Tasks and exercises:
[1] Could you reproduce the stretch of the Aero TT thread from "New to this" through "50% off msrp.", substituting "affordable" for "inexpensive"?
[2] Can you resume the Aero TT thread and write what follows its final line?

Page extract:
::::::::::
# Aero TT



## tone22 (Jan 5, 2010)

New to this site as of today, but have been looking at BD and interested in getting the Mercier aero tt and was wondering if anybody out there has one? What are your opinions in it? Looking for a good inexpensive ride to log some miles on to be ready for Northstar dh'ong this summer. Also looking at the kestrel evoke sl but the price is a bit steep even at 50% off msrp.


----------



## tone22 (Jan 5, 2010)

Ordered the bike on 01/21, and to my suprise it shipped out on 1/22, and delivery is scheduled for 01/28. Was not expecting to recieve it so soon, especially from an online dealer.


----------



## tone22 (Jan 5, 2010)
::::::::::
Data provided:
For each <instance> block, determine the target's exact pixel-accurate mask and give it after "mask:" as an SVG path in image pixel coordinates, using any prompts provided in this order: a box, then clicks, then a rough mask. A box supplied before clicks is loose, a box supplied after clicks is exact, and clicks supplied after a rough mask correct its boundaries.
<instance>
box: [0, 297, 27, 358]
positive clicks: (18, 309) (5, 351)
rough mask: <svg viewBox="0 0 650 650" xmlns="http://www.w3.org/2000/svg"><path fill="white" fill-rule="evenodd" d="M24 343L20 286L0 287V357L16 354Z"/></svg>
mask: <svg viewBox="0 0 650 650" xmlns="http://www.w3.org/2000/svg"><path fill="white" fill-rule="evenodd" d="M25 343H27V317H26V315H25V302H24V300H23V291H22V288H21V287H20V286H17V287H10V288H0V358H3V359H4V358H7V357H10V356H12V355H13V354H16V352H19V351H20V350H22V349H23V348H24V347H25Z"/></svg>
::::::::::
Responses to the exercise:
[1]
New to this site as of today, but have been looking at BD and interested in getting the Mercier aero tt and was wondering if anybody out there has one? What are your opinions in it? Looking for a good affordable ride to log some miles on to be ready for Northstar dh'ong this summer. Also looking at the kestrel evoke sl but the price is a bit steep even at 50% off msrp.

[2]
Ok after getting the bike together and dialing it in on 01/28 and making a few neighborhood laps it was ready for sat. First thing i noticed is that this bike is alot lighter than i thought it would be, and being 6'4" and 255lbs this frame is very stiff. The stock bars have quite a bit of flex and the shimano 105/ultegra group leaves something to be desired, mainly the front derailer. None of the issues are a big deal because sram group will be added and stem and bars will be the second upgrade. Highly recommend a carbon fiber seatpost for it, got one at coloradocyclist.com, fsa sl-k for $59 bucks. All in all, after a 40 mile ride i am happy with my purchase, the frame alone made it worth the money for me. Pleasently suprised


----------



## Solearas (Nov 6, 2009)

6'4 255 and you mention flex?  

Signed, 

Former 255'er

Congrats on your purchase.


----------



## tone22 (Jan 5, 2010)

I thought that was funny also. Can't expect too much. Its not as fun to ride as my intense m1 dh bike yet. But it will be when I get it all done.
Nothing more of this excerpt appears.